• _Activity list_
1. In the microtubule captions, what happens to a microtubule when it loses its GTP cap?
2. Repeat the stretch of the microtubule captions from "Microtubule (MT) dynamics" through "et al. 2013.)".

• _Extract_
Microtubule structure. (A,B) Key aspects of microtubule structure, as indicated. (C) Diagram of the relationship between protofilament number and microtubule structure. (D) Model of the γ-tubulin ring complex (γ-TuRC) associated with the minus end of a microtubule (gray). MTOC, microtubule-organizing center. (A,B, Modified from Kollman et al. 2011, with permission from Macmillan Publishers; C, modified, with permission, from Amos 2004, with permission of The Royal Society of Chemistry, http://dx.doi.org/10.1039/B403634D.)

Figure 3.

Microtubule (MT) dynamics and assembly. (A) Kymograph (length/time plot derived from a movie) of a microtubule undergoing dynamic instability in vitro, with dynamics at both the minus (left) and plus (right) ends. Green represents Alexa488-labeled tubulin, and red represents tetra-rhodamine-labeled tubulin GMPCPP (guanylyl 5′-α,β-methylenediphosphonate)-stabilized microtubule seeds. (B) Cartoon of a length-history plot (also called a life-history plot) of a microtubule undergoing dynamic instability. The key processes of microtubule dynamics are indicated. (C) Standard model of dynamic instability. As long as the microtubule has a GTP cap, it can grow, but it transitions to rapid depolymerization (catastrophe) on loss of the GTP cap. (A, Adapted, with permission, from Zanic et al. 2013.)

Figure 4.

Microtubule-binding proteins. Model summarizing some of the major microtubule-binding proteins according to their localization on the microtubule and their activities. The green plus symbol (+) means positive regulation and the red minus symbol (–) means negative regulation. At the plus end (fast growing), the members of the +TIP network (EB1, XMAP215, CLASP, CLIP170, doublecortin, and others not shown) associate with the stabilizing (GTP or GDP-P_i) cap of the growing microtubule and stabilize this dynamic structure to promote growth. Conversely, proteins such as the depolymerizing kinesins and stathmin facilitate microtubule disassembly. At the minus end (slow growing), proteins such as γ-TURC and Patronin/CAMSAP associate with the α-tubulin subunit to cap the end of the filament to prevent depolymerization, which is promoted by stathmin. In the central part of the microtubule, the GDP microtubule lattice can be stabilized by the activities of classical MAPs (tau, Map2, Map4, stop proteins) or destabilized by severing proteins (e.g., katanin). Microtubule-binding proteins that regulate the activity of microtubule motors also bind along the GDP lattice. Microtubules can form large networks through the activities of bundlers/cross-linkers, such as MAP65/ASE1/PRC1. Tubulin dimer binding proteins include stathmin (which promotes depolymerization by sequestering tubulin), as well as CLIP-170, tau, and XMAP-215 (which promote polymerization). Further detail and discussion are available in the main text and references.

Referring expression pointing data:
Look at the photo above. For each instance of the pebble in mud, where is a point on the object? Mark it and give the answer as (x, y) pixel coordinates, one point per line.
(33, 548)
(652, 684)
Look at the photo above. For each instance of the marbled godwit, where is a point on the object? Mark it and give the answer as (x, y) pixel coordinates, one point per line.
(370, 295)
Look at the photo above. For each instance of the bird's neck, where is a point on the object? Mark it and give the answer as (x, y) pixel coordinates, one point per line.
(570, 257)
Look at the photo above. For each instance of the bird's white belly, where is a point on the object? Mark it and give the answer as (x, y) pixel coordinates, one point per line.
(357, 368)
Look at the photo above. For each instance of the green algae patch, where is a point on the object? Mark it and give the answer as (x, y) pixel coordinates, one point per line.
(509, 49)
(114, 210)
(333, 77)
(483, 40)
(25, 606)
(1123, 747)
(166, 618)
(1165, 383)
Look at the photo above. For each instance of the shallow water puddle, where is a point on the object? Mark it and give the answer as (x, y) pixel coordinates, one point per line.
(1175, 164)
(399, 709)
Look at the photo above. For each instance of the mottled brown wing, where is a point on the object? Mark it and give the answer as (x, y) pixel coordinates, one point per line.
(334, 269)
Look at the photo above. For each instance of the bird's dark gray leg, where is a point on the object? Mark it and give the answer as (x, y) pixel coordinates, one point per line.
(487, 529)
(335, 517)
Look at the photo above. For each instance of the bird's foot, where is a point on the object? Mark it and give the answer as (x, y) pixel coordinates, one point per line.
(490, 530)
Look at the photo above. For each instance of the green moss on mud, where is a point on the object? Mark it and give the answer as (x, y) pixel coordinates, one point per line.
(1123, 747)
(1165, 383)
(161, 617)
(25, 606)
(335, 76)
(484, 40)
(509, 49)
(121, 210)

---

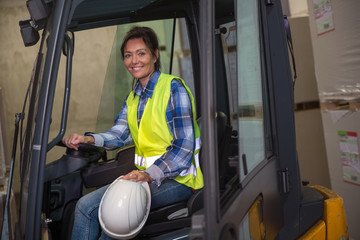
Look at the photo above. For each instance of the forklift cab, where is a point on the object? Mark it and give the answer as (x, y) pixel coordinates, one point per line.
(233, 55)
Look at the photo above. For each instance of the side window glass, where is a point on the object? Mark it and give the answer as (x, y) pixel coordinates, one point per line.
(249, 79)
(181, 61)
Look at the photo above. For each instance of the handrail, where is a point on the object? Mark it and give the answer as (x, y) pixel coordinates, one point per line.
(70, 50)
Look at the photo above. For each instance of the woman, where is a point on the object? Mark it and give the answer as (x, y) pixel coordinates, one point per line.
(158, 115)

• _Answers for the tasks_
1. It transitions to rapid depolymerization (catastrophe).

2.
Microtubule (MT) dynamics and assembly. (A) Kymograph (length/time plot derived from a movie) of a microtubule undergoing dynamic instability in vitro, with dynamics at both the minus (left) and plus (right) ends. Green represents Alexa488-labeled tubulin, and red represents tetra-rhodamine-labeled tubulin GMPCPP (guanylyl 5′-α,β-methylenediphosphonate)-stabilized microtubule seeds. (B) Cartoon of a length-history plot (also called a life-history plot) of a microtubule undergoing dynamic instability. The key processes of microtubule dynamics are indicated. (C) Standard model of dynamic instability. As long as the microtubule has a GTP cap, it can grow, but it transitions to rapid depolymerization (catastrophe) on loss of the GTP cap. (A, Adapted, with permission, from Zanic et al. 2013.)